__Questions__
**1.** Using the passage below on the Equality Ombudsman's 2013 annual report, decide whether each statement agrees with it, answering yes or no and quoting the deciding words. (a) The agency received 1,827 discrimination complaints in 2013. (b) More settlements were reached in 2013 than in 2012. (c) Fewer cases were closed without an investigation in 2013 than in 2012.
**2.** Resume the passage below on the Equality Ombudsman's 2013 complaint figures, picking up after its final sentence.

__Document passage__
According to the Equality Ombudsman’s (DO’s) annual report for 2013, 1,827 complaints of discrimination were received by the agency. The majority of complaints concerned reports of discrimination on grounds of ethnicity, disability and gender. While these reports apply to discrimination in most areas of society, for discrimination on the basis of gender and ethnicity the majority of complaints concern employment discrimination. When it comes to ethnicity, a large proportion of the complaints received regarding discrimination concerns job recruitment. Although complaints are generally evenly distributed between the sexes, in the workplace there is a clear over-representation of women, in particularly with regard to sexual harassment. In education, most complaints relate to discrimination based on disability or ethnicity and sexual harassment. The number of resolved complaints that are dealt with by DO is generally low and redress to the victims is rare. In 2013, merely 17 cases made it to court—which is a considerable decrease compared to the previous year—and only seven settlements were reached (compared with 27 in 2012). In 2013, 887 cases were closed after DO determined not even to open an investigation, compared with 379 cases in 2012. At the same time DO has proven unable or unwilling to use the large number of entries that do not lead to legal processes in order to map structures of discrimination and engage in preventive work, strengthening the public perception that it is not worthwhile to report abusive treatment.

(Dataset entries)
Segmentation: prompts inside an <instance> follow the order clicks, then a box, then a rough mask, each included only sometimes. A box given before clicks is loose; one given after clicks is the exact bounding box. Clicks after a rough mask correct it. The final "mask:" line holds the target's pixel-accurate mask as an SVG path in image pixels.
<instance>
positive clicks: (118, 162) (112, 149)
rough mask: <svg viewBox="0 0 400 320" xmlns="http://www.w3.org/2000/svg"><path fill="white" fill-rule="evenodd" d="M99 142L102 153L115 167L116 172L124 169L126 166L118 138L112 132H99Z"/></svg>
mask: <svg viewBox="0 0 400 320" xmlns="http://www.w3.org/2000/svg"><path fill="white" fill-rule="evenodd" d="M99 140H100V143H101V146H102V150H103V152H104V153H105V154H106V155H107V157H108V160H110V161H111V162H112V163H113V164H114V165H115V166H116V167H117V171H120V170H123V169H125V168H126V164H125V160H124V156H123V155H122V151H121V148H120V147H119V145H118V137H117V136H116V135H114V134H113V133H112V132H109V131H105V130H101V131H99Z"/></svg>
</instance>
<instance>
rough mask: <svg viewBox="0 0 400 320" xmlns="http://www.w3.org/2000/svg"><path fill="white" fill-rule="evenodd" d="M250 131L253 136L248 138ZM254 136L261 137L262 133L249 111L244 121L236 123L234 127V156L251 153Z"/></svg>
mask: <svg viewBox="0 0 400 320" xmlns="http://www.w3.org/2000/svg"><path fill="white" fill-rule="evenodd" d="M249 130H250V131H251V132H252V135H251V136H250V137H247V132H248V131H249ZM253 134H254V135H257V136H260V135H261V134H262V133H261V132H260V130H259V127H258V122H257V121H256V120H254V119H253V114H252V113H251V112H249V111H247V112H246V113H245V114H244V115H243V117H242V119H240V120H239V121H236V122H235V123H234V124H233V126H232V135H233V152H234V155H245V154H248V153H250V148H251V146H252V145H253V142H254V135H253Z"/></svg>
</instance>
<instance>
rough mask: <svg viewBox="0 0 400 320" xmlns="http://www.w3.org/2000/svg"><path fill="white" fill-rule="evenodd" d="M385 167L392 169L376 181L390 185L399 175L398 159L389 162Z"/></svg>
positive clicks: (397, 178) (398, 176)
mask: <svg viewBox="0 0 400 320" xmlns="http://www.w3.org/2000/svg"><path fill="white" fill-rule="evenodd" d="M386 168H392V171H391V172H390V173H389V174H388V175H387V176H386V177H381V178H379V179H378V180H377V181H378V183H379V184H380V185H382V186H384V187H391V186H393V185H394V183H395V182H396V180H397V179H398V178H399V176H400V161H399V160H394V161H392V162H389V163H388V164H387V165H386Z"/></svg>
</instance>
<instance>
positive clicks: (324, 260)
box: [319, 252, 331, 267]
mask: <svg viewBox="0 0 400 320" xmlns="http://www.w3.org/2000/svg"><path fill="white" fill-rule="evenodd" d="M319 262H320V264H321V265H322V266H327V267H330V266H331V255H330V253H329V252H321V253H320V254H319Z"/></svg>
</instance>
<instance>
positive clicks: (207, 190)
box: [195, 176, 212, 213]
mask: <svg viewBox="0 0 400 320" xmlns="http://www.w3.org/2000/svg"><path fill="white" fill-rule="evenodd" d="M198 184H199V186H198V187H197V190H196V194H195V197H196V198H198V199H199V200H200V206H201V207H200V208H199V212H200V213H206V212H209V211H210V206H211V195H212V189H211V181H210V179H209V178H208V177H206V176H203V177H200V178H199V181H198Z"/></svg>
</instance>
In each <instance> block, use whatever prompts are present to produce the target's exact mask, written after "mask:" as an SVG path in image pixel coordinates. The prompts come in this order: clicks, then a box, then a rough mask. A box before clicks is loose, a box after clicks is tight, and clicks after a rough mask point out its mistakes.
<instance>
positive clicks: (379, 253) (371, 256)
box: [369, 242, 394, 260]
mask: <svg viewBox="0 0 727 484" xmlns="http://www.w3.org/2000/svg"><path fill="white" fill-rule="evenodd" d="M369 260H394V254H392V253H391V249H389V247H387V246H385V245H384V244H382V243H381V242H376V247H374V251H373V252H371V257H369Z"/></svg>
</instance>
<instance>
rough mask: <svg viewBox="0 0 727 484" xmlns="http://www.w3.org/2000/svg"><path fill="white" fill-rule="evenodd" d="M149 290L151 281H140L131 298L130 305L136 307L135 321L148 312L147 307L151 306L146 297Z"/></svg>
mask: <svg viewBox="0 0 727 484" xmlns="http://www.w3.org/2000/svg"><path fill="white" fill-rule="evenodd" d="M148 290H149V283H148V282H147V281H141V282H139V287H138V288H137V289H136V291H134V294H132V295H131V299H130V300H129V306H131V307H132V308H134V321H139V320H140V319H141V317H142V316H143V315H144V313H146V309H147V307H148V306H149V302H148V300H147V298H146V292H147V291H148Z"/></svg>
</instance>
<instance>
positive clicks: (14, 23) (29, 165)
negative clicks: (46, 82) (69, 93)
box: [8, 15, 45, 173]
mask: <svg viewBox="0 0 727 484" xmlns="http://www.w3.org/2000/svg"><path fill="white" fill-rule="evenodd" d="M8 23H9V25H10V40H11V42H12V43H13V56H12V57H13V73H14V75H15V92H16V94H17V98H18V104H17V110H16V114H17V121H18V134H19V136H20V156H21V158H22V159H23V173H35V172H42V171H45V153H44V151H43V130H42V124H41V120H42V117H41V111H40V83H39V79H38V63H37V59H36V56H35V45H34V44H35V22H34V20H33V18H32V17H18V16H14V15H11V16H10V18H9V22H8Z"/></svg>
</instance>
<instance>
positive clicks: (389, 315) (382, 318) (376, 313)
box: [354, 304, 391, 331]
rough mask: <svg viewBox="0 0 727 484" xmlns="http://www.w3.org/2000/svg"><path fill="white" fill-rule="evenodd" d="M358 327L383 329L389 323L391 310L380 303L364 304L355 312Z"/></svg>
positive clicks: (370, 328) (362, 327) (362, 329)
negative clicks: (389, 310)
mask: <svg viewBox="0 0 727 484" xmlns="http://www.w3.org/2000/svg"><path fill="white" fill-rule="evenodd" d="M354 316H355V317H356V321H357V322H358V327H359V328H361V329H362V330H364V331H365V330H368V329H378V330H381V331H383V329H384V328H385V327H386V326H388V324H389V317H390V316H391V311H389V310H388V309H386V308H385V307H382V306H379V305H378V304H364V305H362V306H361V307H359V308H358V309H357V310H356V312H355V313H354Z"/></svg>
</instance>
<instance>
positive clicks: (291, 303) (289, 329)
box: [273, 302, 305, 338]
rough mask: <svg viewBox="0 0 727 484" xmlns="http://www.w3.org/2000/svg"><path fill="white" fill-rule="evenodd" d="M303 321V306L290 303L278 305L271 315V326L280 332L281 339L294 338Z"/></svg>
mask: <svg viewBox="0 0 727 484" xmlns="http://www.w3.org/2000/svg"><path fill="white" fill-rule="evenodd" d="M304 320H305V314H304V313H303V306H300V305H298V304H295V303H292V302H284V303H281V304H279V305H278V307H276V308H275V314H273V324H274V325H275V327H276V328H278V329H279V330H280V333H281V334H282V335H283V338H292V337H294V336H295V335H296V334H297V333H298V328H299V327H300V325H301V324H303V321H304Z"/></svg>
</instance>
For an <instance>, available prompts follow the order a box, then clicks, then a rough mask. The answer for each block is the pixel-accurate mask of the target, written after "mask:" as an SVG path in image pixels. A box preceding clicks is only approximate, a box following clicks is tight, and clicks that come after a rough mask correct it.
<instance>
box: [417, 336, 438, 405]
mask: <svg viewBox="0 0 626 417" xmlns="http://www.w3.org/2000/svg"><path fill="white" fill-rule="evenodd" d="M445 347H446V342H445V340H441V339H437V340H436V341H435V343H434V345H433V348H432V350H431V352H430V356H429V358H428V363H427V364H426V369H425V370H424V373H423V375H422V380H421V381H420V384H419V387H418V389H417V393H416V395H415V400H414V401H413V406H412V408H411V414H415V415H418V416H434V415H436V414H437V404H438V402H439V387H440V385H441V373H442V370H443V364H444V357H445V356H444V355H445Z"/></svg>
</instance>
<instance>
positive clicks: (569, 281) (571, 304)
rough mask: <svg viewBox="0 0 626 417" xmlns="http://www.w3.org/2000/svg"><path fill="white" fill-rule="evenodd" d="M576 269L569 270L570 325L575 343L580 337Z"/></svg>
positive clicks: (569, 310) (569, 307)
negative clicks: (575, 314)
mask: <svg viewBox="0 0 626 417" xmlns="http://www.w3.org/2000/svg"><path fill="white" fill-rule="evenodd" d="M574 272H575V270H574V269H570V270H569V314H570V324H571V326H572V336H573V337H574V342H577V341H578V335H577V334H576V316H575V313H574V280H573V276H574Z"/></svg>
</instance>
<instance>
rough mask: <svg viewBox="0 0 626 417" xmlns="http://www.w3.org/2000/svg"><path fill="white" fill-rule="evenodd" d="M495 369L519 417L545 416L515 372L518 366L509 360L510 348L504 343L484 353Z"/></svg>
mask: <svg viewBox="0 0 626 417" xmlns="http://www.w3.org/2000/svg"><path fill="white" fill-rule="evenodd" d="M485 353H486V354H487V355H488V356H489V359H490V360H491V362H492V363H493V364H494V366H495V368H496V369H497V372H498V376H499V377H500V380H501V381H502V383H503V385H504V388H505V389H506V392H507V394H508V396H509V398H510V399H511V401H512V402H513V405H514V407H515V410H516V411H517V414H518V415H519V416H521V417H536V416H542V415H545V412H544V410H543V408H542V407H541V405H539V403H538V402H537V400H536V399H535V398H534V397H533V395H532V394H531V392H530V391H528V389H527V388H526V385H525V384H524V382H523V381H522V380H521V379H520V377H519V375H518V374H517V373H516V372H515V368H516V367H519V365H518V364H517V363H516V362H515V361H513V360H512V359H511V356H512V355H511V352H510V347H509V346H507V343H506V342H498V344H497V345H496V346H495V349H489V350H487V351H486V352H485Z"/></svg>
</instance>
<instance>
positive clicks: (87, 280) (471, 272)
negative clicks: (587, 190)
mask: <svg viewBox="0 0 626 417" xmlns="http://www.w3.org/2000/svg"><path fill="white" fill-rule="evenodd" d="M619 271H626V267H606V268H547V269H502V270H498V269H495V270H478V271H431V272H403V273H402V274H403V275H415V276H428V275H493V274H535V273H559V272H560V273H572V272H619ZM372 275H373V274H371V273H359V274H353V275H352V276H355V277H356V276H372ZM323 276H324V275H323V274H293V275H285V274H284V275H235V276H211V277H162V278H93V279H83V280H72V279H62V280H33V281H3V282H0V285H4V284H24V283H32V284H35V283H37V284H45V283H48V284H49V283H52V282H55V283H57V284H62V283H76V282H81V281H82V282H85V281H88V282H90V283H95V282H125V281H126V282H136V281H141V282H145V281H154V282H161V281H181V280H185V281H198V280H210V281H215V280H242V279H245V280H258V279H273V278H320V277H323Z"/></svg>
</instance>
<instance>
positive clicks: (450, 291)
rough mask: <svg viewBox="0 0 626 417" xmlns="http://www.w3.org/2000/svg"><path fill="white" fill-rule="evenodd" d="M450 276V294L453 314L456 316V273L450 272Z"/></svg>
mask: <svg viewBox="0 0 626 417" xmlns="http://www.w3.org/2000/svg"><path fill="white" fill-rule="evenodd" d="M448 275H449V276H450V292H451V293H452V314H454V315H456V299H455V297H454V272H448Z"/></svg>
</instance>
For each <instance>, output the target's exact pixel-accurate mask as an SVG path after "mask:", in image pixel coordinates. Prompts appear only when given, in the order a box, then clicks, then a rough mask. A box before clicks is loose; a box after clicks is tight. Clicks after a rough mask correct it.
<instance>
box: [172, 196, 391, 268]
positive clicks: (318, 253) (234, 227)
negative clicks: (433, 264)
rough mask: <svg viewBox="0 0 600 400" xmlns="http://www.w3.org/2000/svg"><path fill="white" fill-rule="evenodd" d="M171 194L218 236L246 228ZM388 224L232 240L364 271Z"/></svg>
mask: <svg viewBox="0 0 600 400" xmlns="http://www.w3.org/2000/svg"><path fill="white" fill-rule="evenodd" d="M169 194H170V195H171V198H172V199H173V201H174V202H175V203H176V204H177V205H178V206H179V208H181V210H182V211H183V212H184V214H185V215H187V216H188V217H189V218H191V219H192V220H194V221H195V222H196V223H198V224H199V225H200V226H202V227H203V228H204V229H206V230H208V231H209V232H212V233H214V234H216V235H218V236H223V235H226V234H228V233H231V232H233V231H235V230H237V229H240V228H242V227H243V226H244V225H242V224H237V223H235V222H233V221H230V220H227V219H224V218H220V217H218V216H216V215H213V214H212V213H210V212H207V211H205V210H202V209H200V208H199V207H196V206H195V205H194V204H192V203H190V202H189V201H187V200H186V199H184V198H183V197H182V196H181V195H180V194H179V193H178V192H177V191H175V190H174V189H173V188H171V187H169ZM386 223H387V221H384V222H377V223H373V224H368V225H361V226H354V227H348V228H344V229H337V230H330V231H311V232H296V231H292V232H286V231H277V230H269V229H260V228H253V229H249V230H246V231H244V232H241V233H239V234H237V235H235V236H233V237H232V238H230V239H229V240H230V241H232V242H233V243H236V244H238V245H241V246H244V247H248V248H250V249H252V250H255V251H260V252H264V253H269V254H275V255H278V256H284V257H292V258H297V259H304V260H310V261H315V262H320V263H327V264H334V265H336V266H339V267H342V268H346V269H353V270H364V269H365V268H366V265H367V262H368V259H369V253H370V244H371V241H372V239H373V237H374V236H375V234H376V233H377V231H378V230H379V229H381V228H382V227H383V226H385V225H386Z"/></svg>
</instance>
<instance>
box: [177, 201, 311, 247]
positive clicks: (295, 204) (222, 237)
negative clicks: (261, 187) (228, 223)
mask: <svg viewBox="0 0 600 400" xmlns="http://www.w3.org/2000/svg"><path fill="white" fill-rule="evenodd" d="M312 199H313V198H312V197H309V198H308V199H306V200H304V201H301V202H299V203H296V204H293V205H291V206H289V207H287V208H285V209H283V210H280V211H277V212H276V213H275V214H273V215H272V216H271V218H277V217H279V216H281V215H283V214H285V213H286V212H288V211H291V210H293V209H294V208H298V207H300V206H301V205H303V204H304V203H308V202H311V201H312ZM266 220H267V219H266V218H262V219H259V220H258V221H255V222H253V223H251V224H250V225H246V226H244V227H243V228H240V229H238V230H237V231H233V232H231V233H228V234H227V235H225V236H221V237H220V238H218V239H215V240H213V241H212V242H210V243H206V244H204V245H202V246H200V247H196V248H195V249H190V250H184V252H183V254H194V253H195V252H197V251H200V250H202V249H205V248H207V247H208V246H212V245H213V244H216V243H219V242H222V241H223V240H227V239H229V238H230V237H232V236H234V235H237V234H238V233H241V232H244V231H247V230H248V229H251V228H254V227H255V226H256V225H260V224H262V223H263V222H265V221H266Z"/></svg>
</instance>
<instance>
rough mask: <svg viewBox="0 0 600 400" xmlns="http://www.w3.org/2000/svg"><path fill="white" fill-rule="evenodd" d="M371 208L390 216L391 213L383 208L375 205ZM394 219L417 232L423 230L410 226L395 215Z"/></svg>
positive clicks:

__Numbered answers__
**1.**
(a) Yes: "1,827 complaints of discrimination were received by the agency"
(b) No: "only seven settlements were reached (compared with 27 in 2012)"
(c) No: "In 2013, 887 cases were closed after DO determined not even to open an investigation, compared with 379 cases in 2012."

**2.**
The right to asylum
Sweden has been a pioneer in its generous application of refugee law and has earned an international reputation in this regard. However, there are inherent problems with the Swedish asylum process as well as Sweden’s interpretation of the UN Refugee Convention. It is very difficult for European citizens to get asylum, regardless of the individual level of persecution. This applies to EU citizens—such as Roma from countries in Eastern Europe where widespread oppression of the Roma population prevails—but also Roma from non-EU countries such as Serbia and Kosovo. Swedish authorities have repeatedly ruled that widespread discrimination does not qualify as “persecution” and therefore does not constitute grounds for asylum. This is an interpretation that runs contrary to international law.
The grounds for asylum of women and LGBTQ persons must also be assessed more thoroughly. Women who have been subjected to rape or domestic violence often have difficulties to present the reasons for their claims during the assessment and do not receive adequate support during the process. Persecution on the grounds of sex which expresses itself in violence by private actors can constitute grounds for asylum but asylum officers handling such cases often lack the skills to understand the complexity of the situation of women. A critical feature of both Swedish and international asylum law is that every single person should be evaluated individually. When relevant migration authorities today investigate a family’s asylum claim generally they base their decisions on the man’s experiences. The result is that the remaining family members’ own reasons are often not taken into account. Women and children’s specific reasons are rarely discussed. Similarly, the threat to LGBTQ people seeking refuge in Sweden from countries where they risk abusive treatment if their orientation is revealed is often misinterpreted by administrators and policy makers. Critical for a good handling of asylum cases is updated and relevant land information from independent sources as well as sufficient time to assess each case, but the Swedish asylum process is flawed in both regards.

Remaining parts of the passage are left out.